▶ _Task details_
Among the entries that follow, the required portion opens with the line containing "Target: wooden pallet piece" and closes with the line containing "Place one point per instance of the sandbag, the". Give that portion again exactly, and nothing else.
* * * * * * * * *
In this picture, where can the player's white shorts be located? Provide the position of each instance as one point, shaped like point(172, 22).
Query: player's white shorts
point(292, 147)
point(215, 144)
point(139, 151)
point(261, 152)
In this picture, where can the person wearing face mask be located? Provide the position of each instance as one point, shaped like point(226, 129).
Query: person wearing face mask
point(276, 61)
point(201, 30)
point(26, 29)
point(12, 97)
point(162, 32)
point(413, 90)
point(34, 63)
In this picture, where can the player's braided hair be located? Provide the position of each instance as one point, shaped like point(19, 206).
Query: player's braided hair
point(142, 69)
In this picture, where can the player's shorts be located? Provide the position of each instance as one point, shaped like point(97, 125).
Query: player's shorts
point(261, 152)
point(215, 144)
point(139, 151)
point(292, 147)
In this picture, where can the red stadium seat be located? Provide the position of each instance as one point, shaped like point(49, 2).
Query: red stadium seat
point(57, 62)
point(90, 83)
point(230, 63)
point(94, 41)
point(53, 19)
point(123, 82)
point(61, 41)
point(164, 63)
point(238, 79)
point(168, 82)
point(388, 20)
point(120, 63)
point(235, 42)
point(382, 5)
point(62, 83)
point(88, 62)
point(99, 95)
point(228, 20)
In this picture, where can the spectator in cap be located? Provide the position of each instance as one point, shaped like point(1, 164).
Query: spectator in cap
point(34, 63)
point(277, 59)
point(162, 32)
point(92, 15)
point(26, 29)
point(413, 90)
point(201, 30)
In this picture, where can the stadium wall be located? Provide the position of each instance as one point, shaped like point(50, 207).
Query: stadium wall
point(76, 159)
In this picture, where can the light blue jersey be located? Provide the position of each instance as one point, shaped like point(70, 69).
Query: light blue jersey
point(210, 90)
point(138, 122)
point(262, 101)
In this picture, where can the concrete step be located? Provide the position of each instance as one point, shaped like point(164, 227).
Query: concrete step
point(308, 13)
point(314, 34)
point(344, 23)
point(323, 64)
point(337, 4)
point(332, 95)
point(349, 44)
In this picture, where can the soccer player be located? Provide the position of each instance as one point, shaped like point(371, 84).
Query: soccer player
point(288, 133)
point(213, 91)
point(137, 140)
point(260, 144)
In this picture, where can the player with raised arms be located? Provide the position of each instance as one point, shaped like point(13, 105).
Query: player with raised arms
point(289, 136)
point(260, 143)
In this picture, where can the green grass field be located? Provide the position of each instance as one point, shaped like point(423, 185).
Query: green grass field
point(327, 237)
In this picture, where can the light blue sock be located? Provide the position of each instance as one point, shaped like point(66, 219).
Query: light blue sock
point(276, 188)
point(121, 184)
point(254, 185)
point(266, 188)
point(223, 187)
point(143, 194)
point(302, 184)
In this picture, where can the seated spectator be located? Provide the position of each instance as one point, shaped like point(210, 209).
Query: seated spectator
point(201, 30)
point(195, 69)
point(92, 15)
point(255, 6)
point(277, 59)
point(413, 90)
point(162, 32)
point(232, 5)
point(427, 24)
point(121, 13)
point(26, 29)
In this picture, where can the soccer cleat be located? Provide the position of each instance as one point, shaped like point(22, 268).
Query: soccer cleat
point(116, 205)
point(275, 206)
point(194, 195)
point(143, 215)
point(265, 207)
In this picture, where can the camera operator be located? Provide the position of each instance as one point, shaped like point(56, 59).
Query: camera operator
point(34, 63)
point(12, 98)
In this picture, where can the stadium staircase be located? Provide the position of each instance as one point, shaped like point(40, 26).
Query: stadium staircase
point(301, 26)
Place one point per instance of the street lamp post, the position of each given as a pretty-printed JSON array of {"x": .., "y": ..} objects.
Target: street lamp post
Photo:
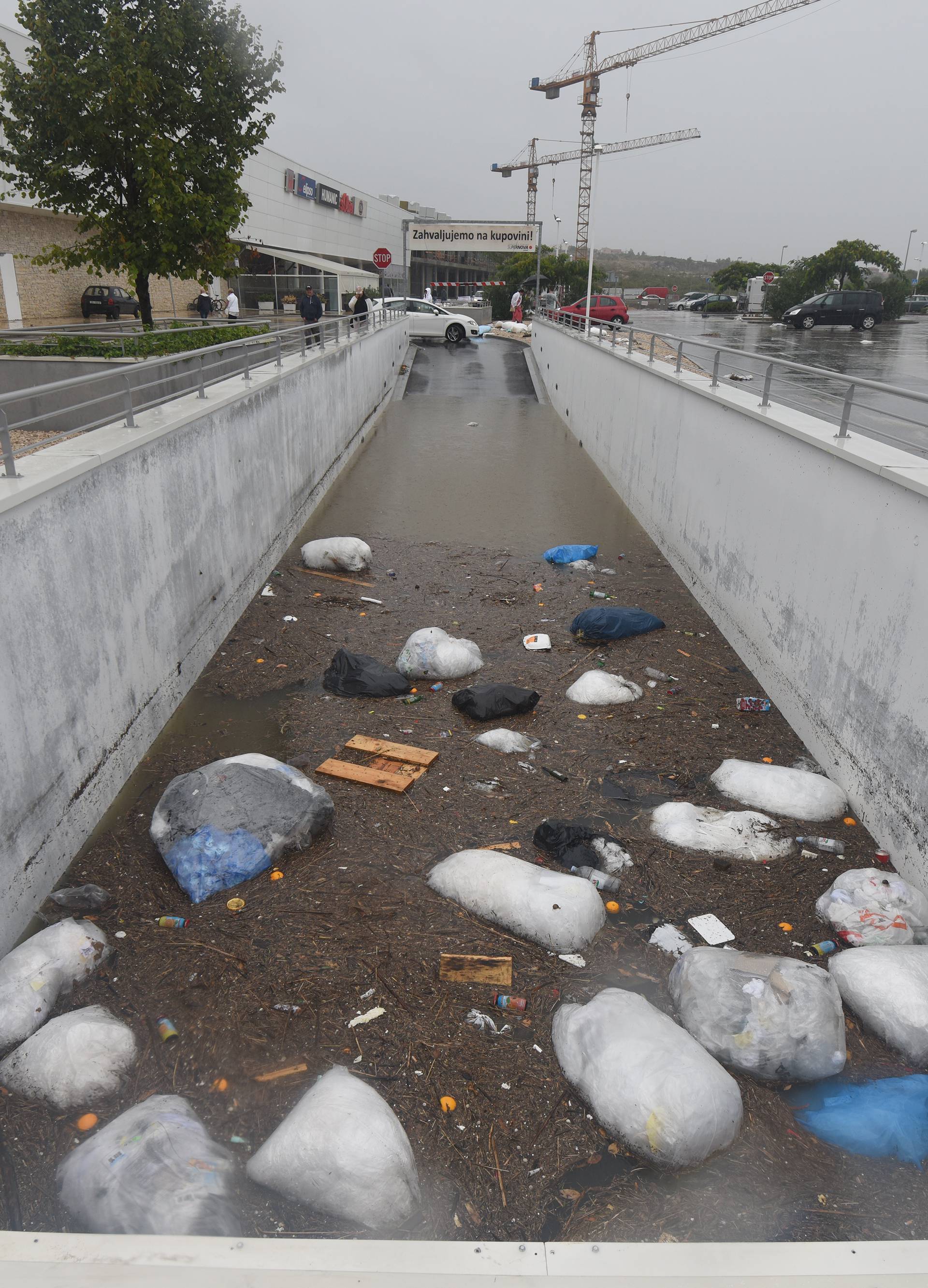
[{"x": 594, "y": 185}]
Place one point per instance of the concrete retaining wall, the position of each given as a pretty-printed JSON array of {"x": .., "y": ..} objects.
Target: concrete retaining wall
[
  {"x": 809, "y": 554},
  {"x": 128, "y": 556}
]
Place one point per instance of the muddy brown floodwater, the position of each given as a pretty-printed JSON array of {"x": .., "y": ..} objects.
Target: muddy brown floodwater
[{"x": 462, "y": 513}]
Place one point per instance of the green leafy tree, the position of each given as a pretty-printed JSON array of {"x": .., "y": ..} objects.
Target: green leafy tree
[{"x": 137, "y": 117}]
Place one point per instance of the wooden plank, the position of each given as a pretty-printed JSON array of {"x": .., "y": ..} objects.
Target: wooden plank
[
  {"x": 395, "y": 782},
  {"x": 467, "y": 969},
  {"x": 392, "y": 750}
]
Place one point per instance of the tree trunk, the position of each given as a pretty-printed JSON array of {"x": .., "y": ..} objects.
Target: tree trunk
[{"x": 144, "y": 298}]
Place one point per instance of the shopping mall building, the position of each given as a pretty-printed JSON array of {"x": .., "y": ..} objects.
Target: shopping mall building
[{"x": 304, "y": 229}]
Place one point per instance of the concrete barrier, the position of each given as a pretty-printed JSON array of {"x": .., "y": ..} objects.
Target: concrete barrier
[
  {"x": 809, "y": 553},
  {"x": 128, "y": 556}
]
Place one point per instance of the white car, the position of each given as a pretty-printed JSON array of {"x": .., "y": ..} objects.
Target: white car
[{"x": 432, "y": 321}]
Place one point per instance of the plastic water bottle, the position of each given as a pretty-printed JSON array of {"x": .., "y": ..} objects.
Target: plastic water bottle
[
  {"x": 601, "y": 880},
  {"x": 823, "y": 843}
]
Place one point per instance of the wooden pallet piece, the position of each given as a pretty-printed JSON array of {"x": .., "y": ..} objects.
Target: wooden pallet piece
[{"x": 467, "y": 969}]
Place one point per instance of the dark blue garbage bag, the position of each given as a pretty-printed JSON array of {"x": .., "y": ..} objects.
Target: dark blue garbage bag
[
  {"x": 567, "y": 554},
  {"x": 229, "y": 821},
  {"x": 614, "y": 624},
  {"x": 886, "y": 1118}
]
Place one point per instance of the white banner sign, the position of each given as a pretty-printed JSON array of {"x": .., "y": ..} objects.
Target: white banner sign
[{"x": 475, "y": 237}]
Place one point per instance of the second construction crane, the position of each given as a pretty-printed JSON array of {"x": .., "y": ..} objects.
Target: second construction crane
[{"x": 533, "y": 161}]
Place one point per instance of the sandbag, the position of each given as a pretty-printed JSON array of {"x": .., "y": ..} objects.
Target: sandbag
[
  {"x": 43, "y": 968},
  {"x": 334, "y": 554},
  {"x": 740, "y": 834},
  {"x": 356, "y": 675},
  {"x": 231, "y": 819},
  {"x": 614, "y": 624},
  {"x": 342, "y": 1151},
  {"x": 76, "y": 1059},
  {"x": 494, "y": 701},
  {"x": 646, "y": 1080},
  {"x": 432, "y": 653},
  {"x": 793, "y": 792},
  {"x": 569, "y": 554},
  {"x": 154, "y": 1170},
  {"x": 602, "y": 688},
  {"x": 886, "y": 986},
  {"x": 551, "y": 908},
  {"x": 868, "y": 906},
  {"x": 775, "y": 1018}
]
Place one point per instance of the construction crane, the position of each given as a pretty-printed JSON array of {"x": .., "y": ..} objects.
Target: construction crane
[
  {"x": 533, "y": 161},
  {"x": 592, "y": 70}
]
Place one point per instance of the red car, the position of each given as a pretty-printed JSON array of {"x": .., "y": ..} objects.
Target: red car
[{"x": 604, "y": 308}]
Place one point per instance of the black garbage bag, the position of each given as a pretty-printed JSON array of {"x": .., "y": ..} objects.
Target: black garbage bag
[
  {"x": 356, "y": 675},
  {"x": 494, "y": 701}
]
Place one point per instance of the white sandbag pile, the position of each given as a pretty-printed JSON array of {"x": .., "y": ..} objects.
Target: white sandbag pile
[
  {"x": 552, "y": 908},
  {"x": 771, "y": 1016},
  {"x": 342, "y": 1151},
  {"x": 602, "y": 688},
  {"x": 41, "y": 969},
  {"x": 75, "y": 1059},
  {"x": 154, "y": 1170},
  {"x": 887, "y": 988},
  {"x": 507, "y": 741},
  {"x": 740, "y": 834},
  {"x": 431, "y": 653},
  {"x": 646, "y": 1080},
  {"x": 338, "y": 554},
  {"x": 795, "y": 792},
  {"x": 870, "y": 907}
]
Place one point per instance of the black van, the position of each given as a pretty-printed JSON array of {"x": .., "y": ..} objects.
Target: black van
[{"x": 860, "y": 310}]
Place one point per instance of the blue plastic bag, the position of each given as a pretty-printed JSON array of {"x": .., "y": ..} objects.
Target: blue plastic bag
[
  {"x": 614, "y": 624},
  {"x": 886, "y": 1118},
  {"x": 569, "y": 554}
]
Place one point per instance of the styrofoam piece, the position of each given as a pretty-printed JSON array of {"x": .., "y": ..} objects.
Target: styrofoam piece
[
  {"x": 740, "y": 834},
  {"x": 887, "y": 988},
  {"x": 334, "y": 554},
  {"x": 343, "y": 1152},
  {"x": 793, "y": 792},
  {"x": 35, "y": 973},
  {"x": 431, "y": 653},
  {"x": 646, "y": 1080},
  {"x": 602, "y": 688},
  {"x": 552, "y": 908},
  {"x": 76, "y": 1059},
  {"x": 868, "y": 906},
  {"x": 775, "y": 1018}
]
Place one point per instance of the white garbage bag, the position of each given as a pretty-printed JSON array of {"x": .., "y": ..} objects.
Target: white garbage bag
[
  {"x": 342, "y": 1151},
  {"x": 602, "y": 688},
  {"x": 775, "y": 1018},
  {"x": 646, "y": 1080},
  {"x": 76, "y": 1059},
  {"x": 552, "y": 908},
  {"x": 740, "y": 834},
  {"x": 795, "y": 792},
  {"x": 870, "y": 907},
  {"x": 34, "y": 974},
  {"x": 338, "y": 554},
  {"x": 887, "y": 987},
  {"x": 432, "y": 653},
  {"x": 154, "y": 1170}
]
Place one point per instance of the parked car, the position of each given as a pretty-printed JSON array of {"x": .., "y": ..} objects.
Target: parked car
[
  {"x": 434, "y": 321},
  {"x": 111, "y": 301},
  {"x": 686, "y": 301},
  {"x": 604, "y": 308},
  {"x": 860, "y": 310}
]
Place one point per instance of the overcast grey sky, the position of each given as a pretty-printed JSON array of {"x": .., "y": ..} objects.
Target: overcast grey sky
* * * * * * * * *
▶ _Answer section_
Target: wooden pallet piece
[{"x": 467, "y": 969}]
Place one point per instance of the dark blue garbage bag, the position of each given as a pretty-printed JSON array of {"x": .., "y": ..} objects.
Target: dark blue garbage bag
[
  {"x": 567, "y": 554},
  {"x": 229, "y": 821},
  {"x": 614, "y": 624},
  {"x": 886, "y": 1118}
]
Place one point per instance of the white banner sign, the position of each given as a pretty-printed JSON array of {"x": .., "y": ..} objects.
Target: white banner sign
[{"x": 475, "y": 237}]
Place one point per instance of the second construction crane, the position of each given as a pretty-printed JSON array of {"x": .., "y": ..} objects.
Target: second construction crane
[{"x": 533, "y": 161}]
Place one point per instance of the sandbag, the position of each given as a pretty-printed JSON array of {"x": .., "y": ..} objects.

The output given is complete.